**Task A**
Please set down the passage on conflict monitoring word for word, beginning at the words "However, findings from" and stopping after "et al. 2003).".
**Task B**
In the passage on conflict monitoring, what could some single cell recording studies in macaque monkeys not find?

**Selected passage**
▶

However, findings from other studies in humans have not supported the proposed neural substrate of conflict detection and resolution processes. In separate studies, neuropsychological examination of patients with ACC lesions showed that the conflict-induced behavioural modulations were within the normal range (Vendrell et al. 1995; Stuss et al. 2001; Fellows and Farah 2005). These studies questioned the crucial role of ACC in mediating the conflict-induced behavioural adjustment. In addition, the results of some imaging studies indicated that while the participants performed more trials of conflict tasks, the behavioural effect of conflict was sustained while ACC activation gradually disappeared suggesting that ACC activation was not necessarily associated with the behavioural effects of conflict (Milham et al. 2003).
Studies in animal models provide the opportunity to implement various detailed neurobiological techniques such as single cell recording to examine the neuronal correlate of behaviour. In addition, lesion-behavioural studies in suitable animal models can reveal whether a particular brain area have an essential role in supporting particular cognitive ability. Whilst the conflict monitoring hypothesis gained support from numerous imaging studies in humans, some single cell recording studies in macaque monkeys could not find neuronal correlate of conflict in ACC (Ito et al. 2003; Nakamura et al. 2005). This discrepancy between findings in humans and monkeys led to intensive debate about the role of ACC in conflict monitoring. Currently, the neural substrate and the underlying mechanisms of conflict-induced behavioural and executive control adjustments still remain unclear. However, recent studies in humans and monkeys are starting to shed more light on the involvement of various brain areas and the underlying neural mechanisms in the conflict processing.

◀

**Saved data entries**
▶

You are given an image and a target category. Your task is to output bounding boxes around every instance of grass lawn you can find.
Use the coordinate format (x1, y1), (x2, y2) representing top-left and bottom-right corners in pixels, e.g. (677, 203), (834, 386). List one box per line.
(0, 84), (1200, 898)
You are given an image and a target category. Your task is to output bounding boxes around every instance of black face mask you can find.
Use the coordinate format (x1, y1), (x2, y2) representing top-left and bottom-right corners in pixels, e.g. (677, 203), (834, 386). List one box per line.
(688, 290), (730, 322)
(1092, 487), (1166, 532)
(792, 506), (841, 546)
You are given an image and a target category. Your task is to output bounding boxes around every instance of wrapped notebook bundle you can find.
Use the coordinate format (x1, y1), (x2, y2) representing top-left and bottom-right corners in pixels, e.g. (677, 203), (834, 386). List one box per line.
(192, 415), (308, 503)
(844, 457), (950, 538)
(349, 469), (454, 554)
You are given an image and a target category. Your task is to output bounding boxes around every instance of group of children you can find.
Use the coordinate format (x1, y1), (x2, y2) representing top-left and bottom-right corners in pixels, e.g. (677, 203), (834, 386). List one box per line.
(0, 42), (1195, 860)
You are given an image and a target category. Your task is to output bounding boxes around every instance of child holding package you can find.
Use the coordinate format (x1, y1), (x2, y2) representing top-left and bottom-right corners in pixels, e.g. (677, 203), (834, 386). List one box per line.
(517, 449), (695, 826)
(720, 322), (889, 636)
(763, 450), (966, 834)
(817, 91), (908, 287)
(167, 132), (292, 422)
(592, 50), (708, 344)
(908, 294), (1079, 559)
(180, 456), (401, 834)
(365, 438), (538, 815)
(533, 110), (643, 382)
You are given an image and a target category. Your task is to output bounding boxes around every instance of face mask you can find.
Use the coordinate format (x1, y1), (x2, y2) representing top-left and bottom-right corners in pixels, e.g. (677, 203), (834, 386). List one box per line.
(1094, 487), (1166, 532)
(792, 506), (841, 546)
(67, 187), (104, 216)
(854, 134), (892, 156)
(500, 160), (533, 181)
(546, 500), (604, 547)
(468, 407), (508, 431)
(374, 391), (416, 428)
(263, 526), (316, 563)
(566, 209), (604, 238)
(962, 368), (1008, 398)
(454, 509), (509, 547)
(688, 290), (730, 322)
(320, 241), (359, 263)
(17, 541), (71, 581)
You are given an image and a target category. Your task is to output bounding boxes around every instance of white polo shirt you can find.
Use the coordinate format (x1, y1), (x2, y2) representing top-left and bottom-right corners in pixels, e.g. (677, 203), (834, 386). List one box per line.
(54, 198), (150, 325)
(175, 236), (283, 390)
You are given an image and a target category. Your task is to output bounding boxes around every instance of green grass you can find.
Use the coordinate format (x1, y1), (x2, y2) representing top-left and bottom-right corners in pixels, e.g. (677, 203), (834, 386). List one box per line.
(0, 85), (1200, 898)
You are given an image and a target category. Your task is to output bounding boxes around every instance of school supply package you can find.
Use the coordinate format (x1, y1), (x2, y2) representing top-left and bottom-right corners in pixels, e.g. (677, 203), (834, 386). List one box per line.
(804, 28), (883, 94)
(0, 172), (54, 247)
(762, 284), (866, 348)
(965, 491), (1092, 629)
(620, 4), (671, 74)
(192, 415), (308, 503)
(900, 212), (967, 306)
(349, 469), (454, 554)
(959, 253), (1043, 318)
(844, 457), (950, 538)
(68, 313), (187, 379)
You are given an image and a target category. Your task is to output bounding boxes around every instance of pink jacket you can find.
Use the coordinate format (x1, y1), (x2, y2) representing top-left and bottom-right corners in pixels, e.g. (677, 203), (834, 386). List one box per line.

◀

**Answer space A**
However, findings from other studies in humans have not supported the proposed neural substrate of conflict detection and resolution processes. In separate studies, neuropsychological examination of patients with ACC lesions showed that the conflict-induced behavioural modulations were within the normal range (Vendrell et al. 1995; Stuss et al. 2001; Fellows and Farah 2005). These studies questioned the crucial role of ACC in mediating the conflict-induced behavioural adjustment. In addition, the results of some imaging studies indicated that while the participants performed more trials of conflict tasks, the behavioural effect of conflict was sustained while ACC activation gradually disappeared suggesting that ACC activation was not necessarily associated with the behavioural effects of conflict (Milham et al. 2003).

**Answer space B**
A neuronal correlate of conflict in ACC.